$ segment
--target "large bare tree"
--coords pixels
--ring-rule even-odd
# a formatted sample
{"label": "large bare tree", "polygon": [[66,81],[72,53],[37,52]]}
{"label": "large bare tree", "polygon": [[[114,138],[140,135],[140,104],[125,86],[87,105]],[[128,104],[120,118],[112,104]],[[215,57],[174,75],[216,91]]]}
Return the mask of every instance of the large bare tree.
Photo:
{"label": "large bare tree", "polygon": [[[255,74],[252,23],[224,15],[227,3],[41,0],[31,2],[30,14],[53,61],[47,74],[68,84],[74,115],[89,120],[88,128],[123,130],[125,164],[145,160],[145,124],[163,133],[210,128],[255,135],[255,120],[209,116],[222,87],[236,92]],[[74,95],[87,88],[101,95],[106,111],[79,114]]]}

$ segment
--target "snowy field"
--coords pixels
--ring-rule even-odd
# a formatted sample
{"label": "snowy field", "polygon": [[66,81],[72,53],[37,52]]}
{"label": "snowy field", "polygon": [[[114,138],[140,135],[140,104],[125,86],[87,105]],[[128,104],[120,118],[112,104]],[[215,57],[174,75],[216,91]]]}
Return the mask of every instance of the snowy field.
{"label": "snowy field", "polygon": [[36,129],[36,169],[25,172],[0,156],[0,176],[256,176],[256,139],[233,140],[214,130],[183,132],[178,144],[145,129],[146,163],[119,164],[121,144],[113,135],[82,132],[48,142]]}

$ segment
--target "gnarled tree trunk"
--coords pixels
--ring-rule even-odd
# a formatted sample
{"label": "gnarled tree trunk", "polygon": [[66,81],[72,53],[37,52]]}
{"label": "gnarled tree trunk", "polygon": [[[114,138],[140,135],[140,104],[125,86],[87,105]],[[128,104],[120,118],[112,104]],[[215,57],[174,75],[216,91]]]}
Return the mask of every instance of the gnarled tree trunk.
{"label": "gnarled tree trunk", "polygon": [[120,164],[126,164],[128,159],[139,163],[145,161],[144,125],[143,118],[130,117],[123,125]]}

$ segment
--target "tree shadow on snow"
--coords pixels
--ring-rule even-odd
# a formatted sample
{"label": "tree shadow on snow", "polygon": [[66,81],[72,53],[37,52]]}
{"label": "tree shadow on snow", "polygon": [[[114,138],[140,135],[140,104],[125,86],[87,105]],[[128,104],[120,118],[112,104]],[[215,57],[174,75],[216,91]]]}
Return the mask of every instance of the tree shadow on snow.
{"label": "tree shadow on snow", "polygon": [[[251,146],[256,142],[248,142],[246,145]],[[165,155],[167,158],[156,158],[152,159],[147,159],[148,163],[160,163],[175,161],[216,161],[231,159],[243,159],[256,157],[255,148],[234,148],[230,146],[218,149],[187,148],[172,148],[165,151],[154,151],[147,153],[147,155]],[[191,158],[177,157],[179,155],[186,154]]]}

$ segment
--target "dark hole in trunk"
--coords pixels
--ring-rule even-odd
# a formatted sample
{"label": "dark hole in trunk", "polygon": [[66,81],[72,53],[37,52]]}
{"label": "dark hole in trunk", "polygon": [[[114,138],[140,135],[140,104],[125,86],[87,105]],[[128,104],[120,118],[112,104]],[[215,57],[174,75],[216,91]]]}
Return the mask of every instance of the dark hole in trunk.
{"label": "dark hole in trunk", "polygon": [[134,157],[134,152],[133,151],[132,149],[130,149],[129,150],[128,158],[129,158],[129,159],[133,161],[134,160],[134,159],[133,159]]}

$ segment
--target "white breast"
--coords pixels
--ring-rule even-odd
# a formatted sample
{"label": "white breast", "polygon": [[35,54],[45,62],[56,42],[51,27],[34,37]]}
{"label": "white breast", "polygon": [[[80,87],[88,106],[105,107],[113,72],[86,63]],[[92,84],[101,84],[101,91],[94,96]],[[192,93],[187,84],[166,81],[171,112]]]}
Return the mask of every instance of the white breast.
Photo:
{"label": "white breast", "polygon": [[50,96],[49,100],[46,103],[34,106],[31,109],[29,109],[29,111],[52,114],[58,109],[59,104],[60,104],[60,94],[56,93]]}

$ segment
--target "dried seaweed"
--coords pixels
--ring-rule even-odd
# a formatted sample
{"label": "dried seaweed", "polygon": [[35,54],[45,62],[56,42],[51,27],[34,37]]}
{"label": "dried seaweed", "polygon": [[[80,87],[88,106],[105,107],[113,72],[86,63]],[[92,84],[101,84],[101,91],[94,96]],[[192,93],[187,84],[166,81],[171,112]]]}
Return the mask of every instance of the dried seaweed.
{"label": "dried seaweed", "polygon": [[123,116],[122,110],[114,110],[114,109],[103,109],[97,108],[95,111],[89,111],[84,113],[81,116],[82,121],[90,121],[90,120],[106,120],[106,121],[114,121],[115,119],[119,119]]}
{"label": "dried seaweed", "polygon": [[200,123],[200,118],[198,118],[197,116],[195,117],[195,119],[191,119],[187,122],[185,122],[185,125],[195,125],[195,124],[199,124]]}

•••

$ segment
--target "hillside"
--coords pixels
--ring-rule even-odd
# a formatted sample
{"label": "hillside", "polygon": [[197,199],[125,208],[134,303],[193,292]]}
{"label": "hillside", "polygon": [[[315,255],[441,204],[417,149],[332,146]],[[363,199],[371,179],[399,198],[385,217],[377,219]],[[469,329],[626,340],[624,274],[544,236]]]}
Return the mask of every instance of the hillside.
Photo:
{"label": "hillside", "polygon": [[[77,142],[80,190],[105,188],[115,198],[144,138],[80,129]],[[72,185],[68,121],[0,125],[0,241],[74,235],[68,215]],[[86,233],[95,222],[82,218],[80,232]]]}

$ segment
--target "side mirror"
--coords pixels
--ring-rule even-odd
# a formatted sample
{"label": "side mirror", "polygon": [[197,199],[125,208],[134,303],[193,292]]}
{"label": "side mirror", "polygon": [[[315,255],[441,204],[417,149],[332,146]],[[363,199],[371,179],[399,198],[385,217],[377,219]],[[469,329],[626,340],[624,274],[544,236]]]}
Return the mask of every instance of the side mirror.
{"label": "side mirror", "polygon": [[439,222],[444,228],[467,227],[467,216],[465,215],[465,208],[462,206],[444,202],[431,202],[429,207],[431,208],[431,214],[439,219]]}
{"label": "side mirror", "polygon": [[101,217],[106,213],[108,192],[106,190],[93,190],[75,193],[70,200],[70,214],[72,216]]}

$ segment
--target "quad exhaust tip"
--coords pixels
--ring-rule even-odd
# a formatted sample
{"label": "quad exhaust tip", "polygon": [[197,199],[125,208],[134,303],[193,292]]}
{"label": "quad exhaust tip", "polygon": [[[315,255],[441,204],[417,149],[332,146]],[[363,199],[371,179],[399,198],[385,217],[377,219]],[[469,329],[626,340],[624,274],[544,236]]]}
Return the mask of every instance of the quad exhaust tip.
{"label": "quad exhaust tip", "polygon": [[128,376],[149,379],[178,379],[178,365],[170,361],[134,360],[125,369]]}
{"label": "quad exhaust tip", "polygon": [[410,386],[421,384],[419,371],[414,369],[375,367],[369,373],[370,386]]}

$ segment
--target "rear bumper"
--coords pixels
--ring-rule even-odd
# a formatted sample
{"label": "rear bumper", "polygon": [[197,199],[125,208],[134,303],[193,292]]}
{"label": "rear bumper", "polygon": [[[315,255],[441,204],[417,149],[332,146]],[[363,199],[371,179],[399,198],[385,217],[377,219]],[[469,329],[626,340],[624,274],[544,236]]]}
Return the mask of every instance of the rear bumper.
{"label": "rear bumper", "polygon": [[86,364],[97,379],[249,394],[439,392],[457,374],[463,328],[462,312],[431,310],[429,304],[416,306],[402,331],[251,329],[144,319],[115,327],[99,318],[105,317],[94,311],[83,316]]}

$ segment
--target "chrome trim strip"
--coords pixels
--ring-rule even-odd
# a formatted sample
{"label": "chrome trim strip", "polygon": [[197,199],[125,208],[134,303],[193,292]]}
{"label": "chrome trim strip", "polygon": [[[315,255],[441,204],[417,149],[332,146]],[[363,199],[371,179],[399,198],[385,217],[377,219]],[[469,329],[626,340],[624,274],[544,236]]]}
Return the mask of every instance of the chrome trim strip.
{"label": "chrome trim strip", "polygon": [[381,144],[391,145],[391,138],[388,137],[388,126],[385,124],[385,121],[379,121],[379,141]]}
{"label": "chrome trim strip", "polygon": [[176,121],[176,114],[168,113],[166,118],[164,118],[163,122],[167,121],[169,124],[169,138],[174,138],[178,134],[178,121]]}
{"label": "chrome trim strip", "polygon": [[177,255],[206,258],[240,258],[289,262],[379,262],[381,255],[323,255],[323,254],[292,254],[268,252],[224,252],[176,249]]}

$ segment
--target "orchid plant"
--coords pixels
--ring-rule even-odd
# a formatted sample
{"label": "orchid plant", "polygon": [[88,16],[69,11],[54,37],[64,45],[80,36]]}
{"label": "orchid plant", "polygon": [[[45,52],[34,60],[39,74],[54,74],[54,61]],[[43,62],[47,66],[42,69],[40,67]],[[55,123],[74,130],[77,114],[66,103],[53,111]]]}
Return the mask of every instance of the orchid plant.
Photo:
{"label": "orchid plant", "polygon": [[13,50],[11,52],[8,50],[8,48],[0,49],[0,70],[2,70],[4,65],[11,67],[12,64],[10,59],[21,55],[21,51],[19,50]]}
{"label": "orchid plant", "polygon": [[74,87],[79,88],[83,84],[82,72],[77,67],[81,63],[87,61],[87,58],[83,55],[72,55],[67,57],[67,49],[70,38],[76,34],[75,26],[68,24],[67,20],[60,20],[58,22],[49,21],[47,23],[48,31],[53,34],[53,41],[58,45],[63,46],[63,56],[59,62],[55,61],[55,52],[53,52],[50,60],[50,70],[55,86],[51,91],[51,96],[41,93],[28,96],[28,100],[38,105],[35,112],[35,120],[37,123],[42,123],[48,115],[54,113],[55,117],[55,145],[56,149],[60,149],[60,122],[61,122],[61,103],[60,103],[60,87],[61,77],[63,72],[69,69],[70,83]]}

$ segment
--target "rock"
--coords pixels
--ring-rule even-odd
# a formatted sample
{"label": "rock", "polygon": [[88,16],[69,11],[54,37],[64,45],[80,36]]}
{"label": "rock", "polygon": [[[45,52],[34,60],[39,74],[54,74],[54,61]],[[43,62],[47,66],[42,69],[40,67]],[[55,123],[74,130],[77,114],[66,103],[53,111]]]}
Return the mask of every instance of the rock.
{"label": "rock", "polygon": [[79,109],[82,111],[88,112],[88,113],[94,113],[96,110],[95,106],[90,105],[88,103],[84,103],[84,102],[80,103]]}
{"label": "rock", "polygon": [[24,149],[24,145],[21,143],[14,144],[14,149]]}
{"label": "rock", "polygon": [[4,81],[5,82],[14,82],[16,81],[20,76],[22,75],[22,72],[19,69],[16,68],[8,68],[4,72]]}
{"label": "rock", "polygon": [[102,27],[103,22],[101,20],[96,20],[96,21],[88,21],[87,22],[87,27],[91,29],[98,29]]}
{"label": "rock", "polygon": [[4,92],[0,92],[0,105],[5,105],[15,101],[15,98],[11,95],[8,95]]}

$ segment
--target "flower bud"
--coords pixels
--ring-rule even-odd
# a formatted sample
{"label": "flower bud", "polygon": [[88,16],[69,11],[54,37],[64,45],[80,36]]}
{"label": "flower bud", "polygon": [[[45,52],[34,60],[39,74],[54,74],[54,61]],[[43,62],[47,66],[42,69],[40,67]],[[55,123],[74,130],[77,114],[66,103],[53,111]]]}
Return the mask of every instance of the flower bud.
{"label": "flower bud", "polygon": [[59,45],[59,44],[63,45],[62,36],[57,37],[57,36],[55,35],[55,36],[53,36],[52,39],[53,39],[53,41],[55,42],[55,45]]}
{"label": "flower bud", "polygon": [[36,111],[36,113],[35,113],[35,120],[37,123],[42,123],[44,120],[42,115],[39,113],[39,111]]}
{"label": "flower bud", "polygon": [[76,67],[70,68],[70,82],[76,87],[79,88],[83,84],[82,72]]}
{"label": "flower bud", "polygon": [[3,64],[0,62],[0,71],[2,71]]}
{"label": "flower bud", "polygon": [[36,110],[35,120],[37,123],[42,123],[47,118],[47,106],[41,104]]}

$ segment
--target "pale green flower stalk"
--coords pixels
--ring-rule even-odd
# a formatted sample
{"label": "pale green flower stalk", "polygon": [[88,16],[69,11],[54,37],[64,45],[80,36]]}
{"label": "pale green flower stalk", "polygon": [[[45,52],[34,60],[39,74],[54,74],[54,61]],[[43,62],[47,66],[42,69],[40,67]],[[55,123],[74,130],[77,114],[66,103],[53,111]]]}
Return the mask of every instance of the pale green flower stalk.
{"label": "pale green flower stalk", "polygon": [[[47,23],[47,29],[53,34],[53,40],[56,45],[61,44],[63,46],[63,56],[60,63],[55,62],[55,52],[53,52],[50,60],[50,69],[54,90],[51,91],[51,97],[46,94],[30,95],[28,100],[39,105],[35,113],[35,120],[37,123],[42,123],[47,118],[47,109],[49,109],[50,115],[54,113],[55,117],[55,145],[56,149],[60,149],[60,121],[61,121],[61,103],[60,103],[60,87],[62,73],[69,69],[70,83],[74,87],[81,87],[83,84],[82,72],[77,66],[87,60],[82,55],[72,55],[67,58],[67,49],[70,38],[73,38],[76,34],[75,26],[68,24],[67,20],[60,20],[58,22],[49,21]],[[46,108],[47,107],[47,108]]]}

•••

• [What the exercise asks]: Please report every line of the records that holds the word "gnarled".

• [Worked answer]:
--target "gnarled tree trunk"
{"label": "gnarled tree trunk", "polygon": [[66,81],[72,53],[37,52]]}
{"label": "gnarled tree trunk", "polygon": [[[114,138],[140,135],[140,104],[125,86],[87,105]],[[128,104],[120,118],[112,104]],[[215,57],[174,75],[216,91]]]}
Return the mask of every instance of the gnarled tree trunk.
{"label": "gnarled tree trunk", "polygon": [[120,164],[126,164],[128,159],[139,163],[145,161],[144,125],[143,118],[130,117],[123,125]]}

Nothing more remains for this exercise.